Brano scelto:
○ ○ ○ ○ ○

PERICOLO DI MORTE. Beatriz, questo il nome di fantasia della
giovane, è alla 26esima settimana di gravidanza. Il figlio, secondo alcune
analisi, risulta anencefalico. Poiché in Salvador la legge non permette
l’interruzione di gravidanza, Beatriz si è rivolta al tribunale affinché le
fosse concesso di sottoporsi a un aborto terapeutico. Secondo i suoi legali, la
ventenne soffrirebbe di una grave malattia (il lupus) che, a causa della
gravidanza, ne metterebbe a repentaglio la vita.
Il suo caso è stato da subito sposato dalle lobby abortiste,
che hanno forzato la mano affinché la giovane fosse “salvata” a scapito della
vita del figlio. In particolare, la Planned Parenthood (Ippf), Amnesty
International Perù e Woman’s Link Wordwilde hanno chiesto che il governo
permetta ai medici «di eseguire un aborto sicuro e immediato per la
salvaguardia della vita di Beatrice». Secondo le tre associazioni occorreva
fare presto, perché la situazione era drammatica: «Il dottore dice che Beatriz
potrebbe morire». Come riporta oggi il sito la Bussola Quotidiana «anche l’Onu
non ha voluto mancare all’appello. Un team di esperti si è espresso il 26
aprile nei seguenti termini: “Questo caso esemplifica il bisogno urgente di
intraprendere un dialogo internazionale sulla legislazione in materia di
aborto, per considerare l’introduzione di eccezioni alle proibizioni generali,
specialmente in casi di aborto terapeutico e gravidanze frutto di stupro o
incesto”. Tra coloro che hanno redatto il documento delle Nazioni Unite figura
anche Juan E. Méndez, già noto per aver stilato un rapporto ufficiale dell’Onu
in cui si affermava che opporsi all’aborto significa torturare le donne».

○ ○ ○ ○ ○

Consegna:
Prosegui il brano sul caso di Beatriz, ripartendo subito dopo l'ultima frase riportata.

Record di origine:

○ ○ ○ ○ ○

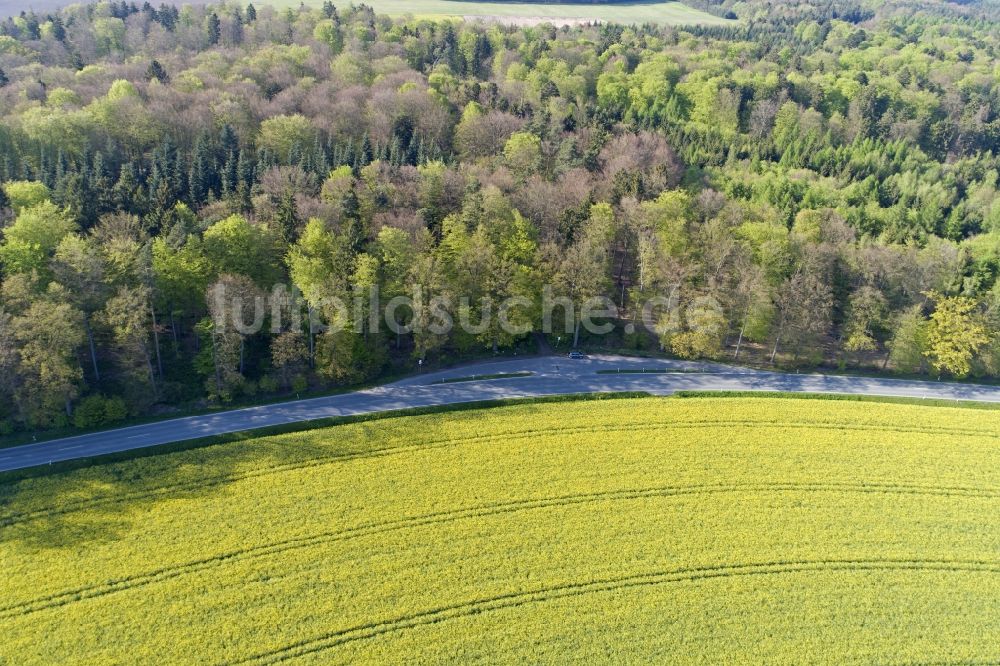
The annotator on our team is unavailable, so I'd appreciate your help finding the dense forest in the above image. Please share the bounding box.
[0,0,1000,432]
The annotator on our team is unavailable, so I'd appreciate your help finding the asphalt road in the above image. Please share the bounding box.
[0,356,1000,471]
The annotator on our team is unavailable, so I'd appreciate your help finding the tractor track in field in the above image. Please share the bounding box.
[229,558,1000,666]
[0,419,1000,529]
[0,482,1000,620]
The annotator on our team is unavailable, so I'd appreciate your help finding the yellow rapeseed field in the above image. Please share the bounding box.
[0,398,1000,665]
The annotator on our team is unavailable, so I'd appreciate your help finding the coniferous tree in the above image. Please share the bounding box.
[146,60,170,83]
[205,12,222,45]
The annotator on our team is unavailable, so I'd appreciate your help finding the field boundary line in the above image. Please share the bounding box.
[0,419,1000,529]
[0,482,1000,620]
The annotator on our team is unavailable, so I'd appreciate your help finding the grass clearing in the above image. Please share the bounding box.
[0,397,1000,664]
[322,0,733,25]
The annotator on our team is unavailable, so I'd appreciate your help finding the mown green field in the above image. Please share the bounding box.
[308,0,732,25]
[0,398,1000,664]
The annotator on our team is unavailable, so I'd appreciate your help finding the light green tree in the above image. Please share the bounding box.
[924,292,990,377]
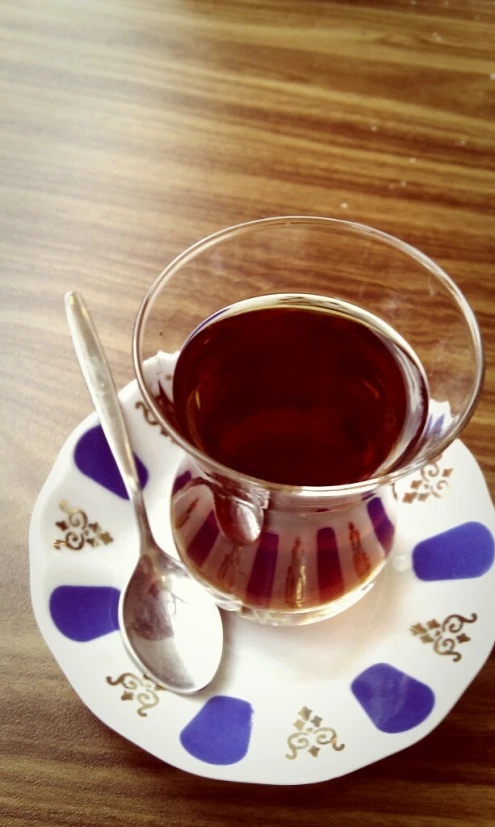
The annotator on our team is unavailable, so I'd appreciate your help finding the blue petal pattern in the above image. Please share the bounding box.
[180,695,253,764]
[74,425,148,500]
[50,586,120,643]
[413,522,494,580]
[351,663,435,733]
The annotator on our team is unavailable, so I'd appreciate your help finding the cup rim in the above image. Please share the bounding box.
[132,215,485,499]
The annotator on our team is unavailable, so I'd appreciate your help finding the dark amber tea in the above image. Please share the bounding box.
[173,295,427,486]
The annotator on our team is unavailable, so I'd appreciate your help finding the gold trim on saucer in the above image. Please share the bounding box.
[107,672,166,718]
[411,612,478,663]
[285,706,345,761]
[53,500,113,551]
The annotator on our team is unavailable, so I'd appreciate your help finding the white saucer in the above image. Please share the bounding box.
[30,382,495,784]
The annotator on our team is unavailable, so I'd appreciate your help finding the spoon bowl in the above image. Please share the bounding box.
[65,292,223,695]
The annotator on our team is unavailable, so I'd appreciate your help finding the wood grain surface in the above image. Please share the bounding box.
[0,0,495,827]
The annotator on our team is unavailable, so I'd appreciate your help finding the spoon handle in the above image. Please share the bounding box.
[65,292,151,534]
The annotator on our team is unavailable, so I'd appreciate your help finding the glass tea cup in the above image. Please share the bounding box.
[134,216,483,625]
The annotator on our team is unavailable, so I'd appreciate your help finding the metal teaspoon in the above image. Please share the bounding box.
[65,292,223,695]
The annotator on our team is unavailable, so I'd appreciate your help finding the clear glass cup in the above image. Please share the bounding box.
[133,216,483,625]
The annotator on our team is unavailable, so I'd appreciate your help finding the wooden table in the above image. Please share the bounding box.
[0,0,495,827]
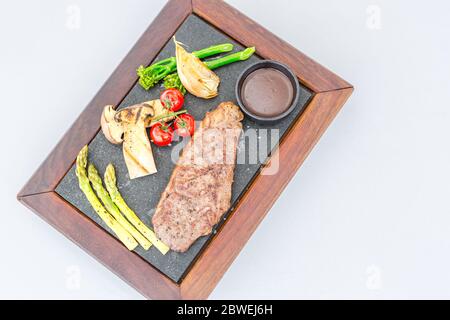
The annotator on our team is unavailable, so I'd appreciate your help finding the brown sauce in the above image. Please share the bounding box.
[241,68,294,117]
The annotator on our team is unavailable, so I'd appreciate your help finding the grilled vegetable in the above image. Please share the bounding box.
[104,164,169,254]
[159,88,184,112]
[114,103,157,179]
[137,43,233,90]
[205,47,256,70]
[174,38,220,99]
[173,114,195,137]
[75,145,138,251]
[150,122,173,147]
[88,163,152,250]
[163,73,186,95]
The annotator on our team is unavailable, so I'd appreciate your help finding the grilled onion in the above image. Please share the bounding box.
[174,37,220,99]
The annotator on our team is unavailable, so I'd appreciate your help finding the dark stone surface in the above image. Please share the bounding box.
[56,15,311,282]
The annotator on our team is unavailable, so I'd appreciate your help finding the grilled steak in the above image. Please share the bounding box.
[152,102,243,252]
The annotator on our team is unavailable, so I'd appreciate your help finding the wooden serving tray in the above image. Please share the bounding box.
[18,0,353,299]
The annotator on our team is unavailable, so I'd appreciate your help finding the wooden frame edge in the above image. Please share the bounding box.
[17,0,192,199]
[17,0,353,299]
[192,0,352,93]
[19,191,181,299]
[181,88,353,299]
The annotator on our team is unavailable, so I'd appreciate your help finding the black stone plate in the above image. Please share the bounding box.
[56,15,311,282]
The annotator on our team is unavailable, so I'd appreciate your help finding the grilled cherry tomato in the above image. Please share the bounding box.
[173,113,195,137]
[150,122,173,147]
[160,88,184,112]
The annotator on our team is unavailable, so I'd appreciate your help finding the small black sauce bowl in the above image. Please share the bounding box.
[235,60,300,123]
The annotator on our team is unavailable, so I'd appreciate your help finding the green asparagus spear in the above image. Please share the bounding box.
[104,164,169,254]
[164,47,255,95]
[137,43,233,90]
[88,163,152,250]
[76,145,138,251]
[205,47,256,70]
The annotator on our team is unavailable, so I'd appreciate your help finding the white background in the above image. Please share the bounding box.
[0,0,450,299]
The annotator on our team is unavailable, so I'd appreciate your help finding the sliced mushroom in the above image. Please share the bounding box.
[114,103,157,179]
[100,100,167,179]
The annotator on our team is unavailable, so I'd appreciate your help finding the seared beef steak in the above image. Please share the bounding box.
[152,102,243,252]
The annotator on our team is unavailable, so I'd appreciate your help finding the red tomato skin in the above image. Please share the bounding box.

○ ○ ○ ○ ○

Risposta:
Anche la spagnola Elena Valenciano, vicesegretaria generale
del Psoe, ha rivelato su Facebook di aver chiesto all’ambasciatore di El
Salvador in Spagna di interessarsi delle sorti della giovane «che può morire se
non le verrà praticato un aborto».
Le suddette lobby hanno richiesto l’intervento della Corte
Inter-Americana dei Diritti Umani e stanno facendo pressione sul presidente del
piccolo Stato affinché, con il caso di Beatriz, allenti le norme sull’aborto.
«SOTTO CONTROLLO». Ma la Corte suprema di giustizia, in base
alla conclusione dell’Istituto di Medicina Legale di San Salvador, ha respinto
la richiesta di Beatriz. Secondo gli esperti interpellati dalla Corte «non
esiste una ragione medica per interrompere la gravidanza» e il lupus è «sotto
controllo», quindi non ci sarebbe nessun pericolo di vita per la ragazza.
Così, tre giudici su cinque della Corte si sono espressi
contro l’interruzione. La giovane è tenuta sotto controllo e probabilmente si
opterà per un parto indotto o per un parto cesareo. Amnesty International ha
definito «vergognosa e discriminatoria» tale decisione, perché violerebbe i
«diritti umani» di Beatriz.
La vicenda ha, ovviamente, diviso l’opinione pubblica, con
una chiara presa di posizione da parte della Chiesa locale. Monsignor José Luis
Escobar Alas, arcivescovo di San Salvador, e la Conferenza episcopale hanno espresso
solidarietà a Beatriz, ma hanno invitato ad evitare strumentalizzazioni:
«Questo caso – hanno detto – non deve essere utilizzato per legiferare contro
la vita umana, in particolare contro i non nati».